CONSIGNE A - Recopiez, dans l'extrait sur Gilles Vigneault, le passage compris entre « [->34869] Dans un » et « le point d'ébullition. », bornes incluses.
CONSIGNE B -
Répondez à ces questions d'après l'extrait sur Gilles Vigneault :
(i) Quelle chanson de Gilles Vigneault aurait pu être interprétée lors des cérémonies ?
(ii) De quels jeux est-il question pour les cérémonies d'ouverture ?
(iii) Quel mot anglais figure entre parenthèses après « scandaleuses » ?

EXTRAIT DU DOCUMENT -
┄┄┄┄┄┄
[->34869] Dans un livre récemment paru, l'ex-président du COVAN impute à Gilles Vigneault la presque absence du français lors des cérémonies d'ouverture des jeux de Vancouver. Monsieur Vigneault aurait imposé des conditions tellement «scandaleuses» (outrageous) à l'interprétation éventuelle de sa chanson Mon pays lors de ces cérémonies, que le comité s'est retrouvé dans l'obligation de trouver, à la hâte, une solution de remplacement. C'est donc bien injustement que l'on a accusé le comité d'avoir montré un certain mépris pour le fait français. Et, le sang de ce brave monsieur Furlong a en conséquence atteint le point d'ébullition.
┄┄┄┄┄┄
DONNÉES SOURCES -
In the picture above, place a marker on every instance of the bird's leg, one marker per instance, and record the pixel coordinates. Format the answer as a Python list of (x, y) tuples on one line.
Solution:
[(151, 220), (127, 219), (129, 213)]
┄┄┄┄┄┄
RÉSULTAT CORRECT A -
[->34869] Dans un livre récemment paru, l'ex-président du COVAN impute à Gilles Vigneault la presque absence du français lors des cérémonies d'ouverture des jeux de Vancouver. Monsieur Vigneault aurait imposé des conditions tellement «scandaleuses» (outrageous) à l'interprétation éventuelle de sa chanson Mon pays lors de ces cérémonies, que le comité s'est retrouvé dans l'obligation de trouver, à la hâte, une solution de remplacement. C'est donc bien injustement que l'on a accusé le comité d'avoir montré un certain mépris pour le fait français. Et, le sang de ce brave monsieur Furlong a en conséquence atteint le point d'ébullition.

RÉSULTAT CORRECT B -
(i) Mon pays
(ii) Les jeux de Vancouver
(iii) outrageous